● Coordinate annotation records:
[start]

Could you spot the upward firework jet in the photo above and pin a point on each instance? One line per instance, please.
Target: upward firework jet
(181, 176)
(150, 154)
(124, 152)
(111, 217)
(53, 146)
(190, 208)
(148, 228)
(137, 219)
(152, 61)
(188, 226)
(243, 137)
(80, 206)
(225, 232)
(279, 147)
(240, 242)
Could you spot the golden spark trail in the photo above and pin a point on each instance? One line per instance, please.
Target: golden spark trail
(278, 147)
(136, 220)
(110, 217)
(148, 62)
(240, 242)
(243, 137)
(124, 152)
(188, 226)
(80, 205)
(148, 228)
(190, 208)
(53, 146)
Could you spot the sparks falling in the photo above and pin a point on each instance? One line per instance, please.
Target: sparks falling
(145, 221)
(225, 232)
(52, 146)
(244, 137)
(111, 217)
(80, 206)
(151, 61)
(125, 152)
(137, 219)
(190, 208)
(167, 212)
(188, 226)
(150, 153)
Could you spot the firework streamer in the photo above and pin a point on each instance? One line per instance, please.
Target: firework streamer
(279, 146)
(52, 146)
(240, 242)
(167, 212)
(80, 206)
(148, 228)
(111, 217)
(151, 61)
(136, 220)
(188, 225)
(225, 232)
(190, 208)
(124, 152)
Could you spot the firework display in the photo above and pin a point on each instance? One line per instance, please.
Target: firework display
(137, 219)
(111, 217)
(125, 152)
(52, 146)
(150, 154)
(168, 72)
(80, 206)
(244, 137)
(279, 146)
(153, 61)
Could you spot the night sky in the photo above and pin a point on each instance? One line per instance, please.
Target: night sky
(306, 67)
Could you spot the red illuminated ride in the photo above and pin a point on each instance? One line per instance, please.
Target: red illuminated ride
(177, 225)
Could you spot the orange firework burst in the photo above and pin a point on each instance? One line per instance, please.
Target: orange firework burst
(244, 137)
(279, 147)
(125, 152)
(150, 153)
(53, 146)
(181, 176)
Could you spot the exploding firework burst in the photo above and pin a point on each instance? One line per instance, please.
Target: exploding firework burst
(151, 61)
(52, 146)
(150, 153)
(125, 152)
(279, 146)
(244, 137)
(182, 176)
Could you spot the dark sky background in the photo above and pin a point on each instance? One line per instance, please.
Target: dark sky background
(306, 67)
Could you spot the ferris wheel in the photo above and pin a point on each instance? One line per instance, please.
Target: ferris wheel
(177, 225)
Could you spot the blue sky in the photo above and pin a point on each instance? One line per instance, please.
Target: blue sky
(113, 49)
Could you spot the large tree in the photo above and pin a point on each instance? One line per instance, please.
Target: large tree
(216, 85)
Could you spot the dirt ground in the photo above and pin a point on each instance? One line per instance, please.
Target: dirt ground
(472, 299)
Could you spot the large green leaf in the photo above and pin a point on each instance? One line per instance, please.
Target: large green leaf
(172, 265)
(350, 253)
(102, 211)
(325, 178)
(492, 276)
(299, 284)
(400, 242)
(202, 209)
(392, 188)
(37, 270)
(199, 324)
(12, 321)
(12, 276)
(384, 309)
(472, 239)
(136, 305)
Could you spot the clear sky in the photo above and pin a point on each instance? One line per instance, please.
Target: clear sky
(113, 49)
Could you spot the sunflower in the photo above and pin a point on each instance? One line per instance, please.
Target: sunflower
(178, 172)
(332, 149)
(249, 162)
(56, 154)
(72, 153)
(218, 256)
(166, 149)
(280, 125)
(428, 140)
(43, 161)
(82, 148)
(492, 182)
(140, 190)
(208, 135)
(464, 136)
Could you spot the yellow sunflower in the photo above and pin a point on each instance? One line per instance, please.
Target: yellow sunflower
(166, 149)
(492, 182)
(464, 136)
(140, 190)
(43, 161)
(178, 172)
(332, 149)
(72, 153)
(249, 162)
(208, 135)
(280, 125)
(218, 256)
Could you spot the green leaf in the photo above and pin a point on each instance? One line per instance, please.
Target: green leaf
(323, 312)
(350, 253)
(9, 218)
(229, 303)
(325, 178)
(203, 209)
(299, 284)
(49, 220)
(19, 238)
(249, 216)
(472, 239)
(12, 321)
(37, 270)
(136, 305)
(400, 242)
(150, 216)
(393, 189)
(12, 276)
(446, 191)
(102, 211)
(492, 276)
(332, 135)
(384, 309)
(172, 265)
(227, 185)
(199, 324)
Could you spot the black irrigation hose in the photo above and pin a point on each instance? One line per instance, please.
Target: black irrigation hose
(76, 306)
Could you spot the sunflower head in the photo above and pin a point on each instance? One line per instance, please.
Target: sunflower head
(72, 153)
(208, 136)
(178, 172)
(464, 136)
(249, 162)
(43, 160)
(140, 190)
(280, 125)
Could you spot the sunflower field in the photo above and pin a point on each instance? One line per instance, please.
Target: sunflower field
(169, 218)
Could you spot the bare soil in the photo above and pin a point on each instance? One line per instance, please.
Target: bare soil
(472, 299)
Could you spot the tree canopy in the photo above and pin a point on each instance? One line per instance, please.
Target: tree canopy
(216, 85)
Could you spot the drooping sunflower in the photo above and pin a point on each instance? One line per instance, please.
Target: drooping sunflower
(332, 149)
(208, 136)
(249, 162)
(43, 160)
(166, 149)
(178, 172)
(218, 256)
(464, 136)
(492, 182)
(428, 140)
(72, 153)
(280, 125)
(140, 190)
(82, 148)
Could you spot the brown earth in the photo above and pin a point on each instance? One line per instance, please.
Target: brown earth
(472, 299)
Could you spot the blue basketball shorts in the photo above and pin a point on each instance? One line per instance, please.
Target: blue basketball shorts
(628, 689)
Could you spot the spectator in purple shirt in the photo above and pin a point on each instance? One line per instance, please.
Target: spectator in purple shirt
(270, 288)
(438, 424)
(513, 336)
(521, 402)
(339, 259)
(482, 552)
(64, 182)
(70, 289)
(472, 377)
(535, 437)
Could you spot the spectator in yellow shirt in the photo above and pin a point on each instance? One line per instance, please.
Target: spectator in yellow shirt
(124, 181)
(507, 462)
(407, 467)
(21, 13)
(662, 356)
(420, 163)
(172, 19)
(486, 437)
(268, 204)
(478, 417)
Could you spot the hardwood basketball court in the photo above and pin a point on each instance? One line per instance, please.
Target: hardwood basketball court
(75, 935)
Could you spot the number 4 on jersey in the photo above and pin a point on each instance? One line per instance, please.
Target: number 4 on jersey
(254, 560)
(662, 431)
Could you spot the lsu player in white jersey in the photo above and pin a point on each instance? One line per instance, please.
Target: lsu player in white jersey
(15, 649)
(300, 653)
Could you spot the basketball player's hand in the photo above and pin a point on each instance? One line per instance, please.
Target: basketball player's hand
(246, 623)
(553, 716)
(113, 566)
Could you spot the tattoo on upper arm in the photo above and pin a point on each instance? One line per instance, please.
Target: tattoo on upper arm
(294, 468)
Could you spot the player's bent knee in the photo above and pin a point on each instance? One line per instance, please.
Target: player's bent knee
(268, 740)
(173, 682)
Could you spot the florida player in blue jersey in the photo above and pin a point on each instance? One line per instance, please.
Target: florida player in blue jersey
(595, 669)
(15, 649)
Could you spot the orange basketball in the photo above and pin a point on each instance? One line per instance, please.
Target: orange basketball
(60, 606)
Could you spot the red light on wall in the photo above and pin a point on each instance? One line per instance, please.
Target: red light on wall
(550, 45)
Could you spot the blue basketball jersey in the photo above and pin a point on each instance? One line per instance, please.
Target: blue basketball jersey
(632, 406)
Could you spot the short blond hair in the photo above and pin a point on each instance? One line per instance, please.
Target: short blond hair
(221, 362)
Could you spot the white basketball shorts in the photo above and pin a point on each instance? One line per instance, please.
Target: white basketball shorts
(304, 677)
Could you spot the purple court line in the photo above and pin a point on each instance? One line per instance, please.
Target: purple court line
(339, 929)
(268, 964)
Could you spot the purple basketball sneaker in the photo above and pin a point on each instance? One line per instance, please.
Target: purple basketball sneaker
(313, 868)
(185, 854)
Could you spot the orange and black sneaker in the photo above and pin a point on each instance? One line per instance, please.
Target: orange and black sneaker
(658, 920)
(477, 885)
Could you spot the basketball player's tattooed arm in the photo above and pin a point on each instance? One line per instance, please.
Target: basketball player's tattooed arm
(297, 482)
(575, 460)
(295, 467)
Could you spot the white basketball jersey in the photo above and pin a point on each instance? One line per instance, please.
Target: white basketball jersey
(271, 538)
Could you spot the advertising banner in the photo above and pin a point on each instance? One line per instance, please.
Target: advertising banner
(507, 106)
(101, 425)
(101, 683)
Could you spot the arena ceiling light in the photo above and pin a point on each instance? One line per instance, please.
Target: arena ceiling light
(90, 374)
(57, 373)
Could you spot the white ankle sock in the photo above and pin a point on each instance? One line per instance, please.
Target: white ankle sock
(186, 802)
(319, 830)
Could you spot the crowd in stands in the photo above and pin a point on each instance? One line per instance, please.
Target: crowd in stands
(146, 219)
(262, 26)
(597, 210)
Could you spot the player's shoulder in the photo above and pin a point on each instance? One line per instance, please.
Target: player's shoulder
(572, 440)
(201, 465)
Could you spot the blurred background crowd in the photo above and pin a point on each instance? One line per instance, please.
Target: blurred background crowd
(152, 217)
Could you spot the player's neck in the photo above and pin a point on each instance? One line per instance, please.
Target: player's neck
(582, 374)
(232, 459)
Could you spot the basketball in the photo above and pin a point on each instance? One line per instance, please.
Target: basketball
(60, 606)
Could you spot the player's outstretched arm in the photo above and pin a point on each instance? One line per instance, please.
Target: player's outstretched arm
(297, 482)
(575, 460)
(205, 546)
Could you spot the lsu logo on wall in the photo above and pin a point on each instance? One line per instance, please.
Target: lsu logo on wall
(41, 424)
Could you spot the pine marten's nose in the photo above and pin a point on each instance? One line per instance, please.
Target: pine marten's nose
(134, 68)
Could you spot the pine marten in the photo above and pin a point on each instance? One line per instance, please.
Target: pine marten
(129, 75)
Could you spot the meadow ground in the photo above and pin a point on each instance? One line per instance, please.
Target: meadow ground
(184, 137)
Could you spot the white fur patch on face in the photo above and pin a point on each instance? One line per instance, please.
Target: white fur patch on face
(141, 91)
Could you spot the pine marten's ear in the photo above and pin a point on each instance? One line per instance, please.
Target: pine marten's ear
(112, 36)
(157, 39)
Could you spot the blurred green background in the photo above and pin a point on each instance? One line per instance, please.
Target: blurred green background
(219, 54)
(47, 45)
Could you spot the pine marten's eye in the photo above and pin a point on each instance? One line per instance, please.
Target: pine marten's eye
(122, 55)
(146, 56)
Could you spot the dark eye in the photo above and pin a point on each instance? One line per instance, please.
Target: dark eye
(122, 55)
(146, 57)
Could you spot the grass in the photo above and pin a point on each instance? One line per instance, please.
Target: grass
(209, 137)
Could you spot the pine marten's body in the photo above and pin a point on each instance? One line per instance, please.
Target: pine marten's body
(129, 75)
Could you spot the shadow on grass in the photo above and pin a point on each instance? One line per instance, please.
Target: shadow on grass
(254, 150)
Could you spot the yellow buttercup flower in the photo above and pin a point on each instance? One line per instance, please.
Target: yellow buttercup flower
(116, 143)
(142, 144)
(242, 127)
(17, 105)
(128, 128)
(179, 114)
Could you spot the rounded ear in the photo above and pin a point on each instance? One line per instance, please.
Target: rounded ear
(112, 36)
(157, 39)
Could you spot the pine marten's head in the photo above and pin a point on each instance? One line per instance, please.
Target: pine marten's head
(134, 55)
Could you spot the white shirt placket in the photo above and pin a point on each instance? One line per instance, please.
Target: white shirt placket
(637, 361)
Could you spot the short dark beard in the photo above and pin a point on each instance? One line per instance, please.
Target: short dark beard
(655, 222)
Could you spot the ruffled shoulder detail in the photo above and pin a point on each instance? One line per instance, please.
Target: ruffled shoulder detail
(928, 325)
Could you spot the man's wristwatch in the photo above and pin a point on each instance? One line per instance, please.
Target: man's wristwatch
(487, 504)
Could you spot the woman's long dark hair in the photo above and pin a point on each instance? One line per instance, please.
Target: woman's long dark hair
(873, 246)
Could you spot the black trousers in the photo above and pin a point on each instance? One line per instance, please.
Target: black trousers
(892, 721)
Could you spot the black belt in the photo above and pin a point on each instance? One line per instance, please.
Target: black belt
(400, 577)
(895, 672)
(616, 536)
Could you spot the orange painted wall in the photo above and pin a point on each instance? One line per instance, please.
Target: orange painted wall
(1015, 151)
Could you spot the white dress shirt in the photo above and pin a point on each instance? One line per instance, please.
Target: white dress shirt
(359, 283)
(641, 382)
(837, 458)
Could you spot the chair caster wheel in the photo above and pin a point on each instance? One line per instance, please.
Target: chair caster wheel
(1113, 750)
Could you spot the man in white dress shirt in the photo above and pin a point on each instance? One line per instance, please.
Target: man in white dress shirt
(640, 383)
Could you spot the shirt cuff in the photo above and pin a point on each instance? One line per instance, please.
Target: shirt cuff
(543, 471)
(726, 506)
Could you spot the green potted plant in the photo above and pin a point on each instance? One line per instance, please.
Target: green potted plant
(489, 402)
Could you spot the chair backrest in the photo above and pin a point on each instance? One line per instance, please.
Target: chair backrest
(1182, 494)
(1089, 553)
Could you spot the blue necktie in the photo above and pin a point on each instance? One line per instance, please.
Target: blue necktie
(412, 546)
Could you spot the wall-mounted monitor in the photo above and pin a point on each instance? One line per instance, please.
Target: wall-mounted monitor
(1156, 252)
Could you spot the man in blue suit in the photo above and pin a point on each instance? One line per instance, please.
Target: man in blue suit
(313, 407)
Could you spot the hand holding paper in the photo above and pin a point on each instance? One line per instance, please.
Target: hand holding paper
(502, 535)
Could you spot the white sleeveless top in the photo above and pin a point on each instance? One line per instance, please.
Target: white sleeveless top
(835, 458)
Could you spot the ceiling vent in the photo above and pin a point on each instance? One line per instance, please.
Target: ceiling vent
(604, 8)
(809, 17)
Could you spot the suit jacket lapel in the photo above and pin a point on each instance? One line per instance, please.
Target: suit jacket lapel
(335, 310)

[end]

● Objective: Put the records from the line containing "Could you spot the ceiling" through the end of the records into a two-column CSV with the columns "text" and "answer". Give one row per record, with each value in a single quoted field and line breaks replaced by spaces.

● Correct output:
text,answer
"Could you spot the ceiling vent in the photo above and pin a point on each instance? One line per instance, please. Target: ceiling vent","(604, 8) (809, 17)"
"Could you spot the suit jacket lapel in the photo above and pin a point on each instance? One line per instance, please. Target: suit jacket lapel","(335, 310)"